::: Extracted information

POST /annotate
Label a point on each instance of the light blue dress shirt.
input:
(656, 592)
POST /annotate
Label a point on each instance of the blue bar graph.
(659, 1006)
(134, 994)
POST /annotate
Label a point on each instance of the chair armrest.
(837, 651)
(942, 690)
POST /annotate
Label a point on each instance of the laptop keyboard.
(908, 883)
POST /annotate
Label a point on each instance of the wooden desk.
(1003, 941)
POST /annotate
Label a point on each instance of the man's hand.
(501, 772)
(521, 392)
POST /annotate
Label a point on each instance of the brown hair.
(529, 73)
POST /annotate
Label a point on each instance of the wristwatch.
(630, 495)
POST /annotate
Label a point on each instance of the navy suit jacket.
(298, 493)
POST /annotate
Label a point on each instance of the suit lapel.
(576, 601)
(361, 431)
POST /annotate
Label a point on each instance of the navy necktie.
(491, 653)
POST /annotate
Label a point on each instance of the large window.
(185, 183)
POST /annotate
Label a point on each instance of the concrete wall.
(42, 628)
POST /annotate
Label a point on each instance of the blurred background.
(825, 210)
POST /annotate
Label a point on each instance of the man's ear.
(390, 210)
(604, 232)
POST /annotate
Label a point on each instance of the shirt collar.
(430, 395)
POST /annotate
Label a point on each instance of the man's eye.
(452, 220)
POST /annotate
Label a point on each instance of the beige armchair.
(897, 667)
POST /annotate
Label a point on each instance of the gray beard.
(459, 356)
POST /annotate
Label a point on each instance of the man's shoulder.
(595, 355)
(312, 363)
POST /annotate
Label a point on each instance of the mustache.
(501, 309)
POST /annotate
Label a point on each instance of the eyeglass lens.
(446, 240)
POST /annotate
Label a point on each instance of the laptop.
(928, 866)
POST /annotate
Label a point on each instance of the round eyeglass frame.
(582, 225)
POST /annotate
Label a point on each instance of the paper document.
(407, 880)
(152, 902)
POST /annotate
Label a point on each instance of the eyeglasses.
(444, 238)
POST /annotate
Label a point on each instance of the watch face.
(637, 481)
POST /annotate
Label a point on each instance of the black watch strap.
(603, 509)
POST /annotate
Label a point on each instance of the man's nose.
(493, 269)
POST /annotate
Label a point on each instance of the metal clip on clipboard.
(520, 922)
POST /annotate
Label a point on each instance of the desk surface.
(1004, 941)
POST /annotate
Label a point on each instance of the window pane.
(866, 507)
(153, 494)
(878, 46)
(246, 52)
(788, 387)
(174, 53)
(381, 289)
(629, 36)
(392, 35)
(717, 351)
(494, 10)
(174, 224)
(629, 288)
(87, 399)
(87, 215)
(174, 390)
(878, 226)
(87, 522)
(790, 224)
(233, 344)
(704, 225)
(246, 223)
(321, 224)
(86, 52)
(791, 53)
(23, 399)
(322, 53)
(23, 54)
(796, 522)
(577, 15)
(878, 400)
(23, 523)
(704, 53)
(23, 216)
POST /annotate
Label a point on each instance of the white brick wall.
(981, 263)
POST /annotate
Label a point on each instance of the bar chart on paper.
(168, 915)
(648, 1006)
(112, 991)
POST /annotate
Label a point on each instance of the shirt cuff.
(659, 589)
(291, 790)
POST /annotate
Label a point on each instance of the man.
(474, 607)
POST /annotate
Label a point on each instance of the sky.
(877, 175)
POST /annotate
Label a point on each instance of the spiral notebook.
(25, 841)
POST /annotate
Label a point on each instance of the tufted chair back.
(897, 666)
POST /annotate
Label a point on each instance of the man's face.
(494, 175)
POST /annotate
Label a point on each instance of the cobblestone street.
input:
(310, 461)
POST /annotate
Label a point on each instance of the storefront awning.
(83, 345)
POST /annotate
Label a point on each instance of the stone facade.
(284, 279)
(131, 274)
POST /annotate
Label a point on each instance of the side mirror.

::::::

Task description
Each entry above is to be quoted exactly.

Response for this exercise
POST /annotate
Label a point on each instance of the light blue dress shirt.
input:
(656, 592)
POST /annotate
Label a point on each instance of the blue bar graph.
(659, 1006)
(134, 994)
POST /annotate
Label a point on each instance of the chair armrest.
(837, 651)
(942, 690)
POST /annotate
Label a point on each instance of the laptop keyboard.
(908, 883)
POST /annotate
Label a point on each instance of the wooden desk.
(1003, 941)
POST /annotate
Label a point on each instance of the man's hand.
(501, 772)
(521, 392)
POST /annotate
Label a point on each instance of the brown hair.
(529, 73)
POST /annotate
Label a point on each instance of the wristwatch.
(630, 495)
POST /annotate
Label a point on each instance of the navy suit jacket.
(298, 493)
POST /annotate
Label a point on each instance of the suit lapel.
(576, 601)
(361, 431)
POST /annotate
Label a point on each instance of the navy necktie.
(491, 653)
POST /annotate
Label a point on each instance of the large window.
(185, 183)
POST /annotate
Label a point on each instance of the concrete wall.
(42, 628)
POST /annotate
Label a point on each instance of the blurred background.
(825, 210)
POST /annotate
Label a point on each instance of the man's ear.
(390, 210)
(604, 232)
POST /annotate
Label a point on each instance of the shirt collar.
(430, 395)
POST /annotate
Label a point on each instance of the man's eye.
(452, 220)
POST /annotate
Label a point on each instance of the beige armchair.
(897, 667)
POST /annotate
Label a point on each instance of the gray beard.
(459, 356)
POST /annotate
Label a point on each instance of the man's shoulder.
(595, 355)
(312, 363)
POST /annotate
Label a point on each instance of the mustache.
(501, 309)
POST /annotate
Label a point on each instance of the eyeglass lens.
(446, 240)
POST /annotate
Label a point on each instance of the laptop.
(928, 866)
POST /annotate
Label a point on each instance of the round eyeglass frame.
(582, 225)
POST /annotate
Label a point on each instance of the paper document.
(407, 880)
(152, 902)
POST /annotate
Label a point on each instance of the eyeglasses.
(444, 238)
POST /annotate
Label a point on each instance of the watch face.
(637, 481)
POST /annotate
Label a point on each instance of the black watch strap.
(603, 509)
POST /annotate
Label a point on each instance of the man's nose.
(493, 269)
POST /annotate
Label a point on each instance of the metal clip on clipboard.
(520, 922)
POST /annotate
Label a point on each instance of the desk surface.
(1004, 941)
POST /annotate
Label a point on each instance of the window pane.
(866, 507)
(153, 494)
(878, 46)
(246, 52)
(788, 387)
(174, 53)
(381, 289)
(629, 36)
(392, 35)
(717, 351)
(494, 10)
(174, 224)
(629, 288)
(87, 399)
(87, 215)
(174, 390)
(878, 226)
(87, 522)
(790, 224)
(233, 344)
(704, 225)
(246, 223)
(321, 224)
(86, 52)
(791, 53)
(23, 399)
(322, 53)
(23, 54)
(796, 522)
(577, 15)
(878, 400)
(23, 523)
(704, 53)
(23, 216)
POST /annotate
Label a point on each instance of the white brick wall.
(981, 263)
POST /annotate
Label a point on each instance of the bar chart on paper.
(168, 915)
(648, 1006)
(112, 991)
POST /annotate
Label a point on each instance of the shirt cuff.
(659, 589)
(291, 790)
POST /annotate
Label a point on each instance of the man.
(474, 607)
POST /annotate
Label a point on each instance of the sky.
(877, 175)
POST /annotate
Label a point on each instance of the spiral notebook.
(25, 841)
POST /annotate
Label a point on each instance of the tufted chair back.
(897, 666)
POST /annotate
Label a point on each instance of the man's face.
(494, 175)
POST /annotate
Label a point on each instance of the cobblestone street.
input:
(310, 461)
POST /annotate
Label a point on each instance of the storefront awning.
(83, 345)
POST /annotate
Label a point on each instance of the stone facade.
(284, 279)
(131, 274)
POST /annotate
Label a point on each instance of the side mirror.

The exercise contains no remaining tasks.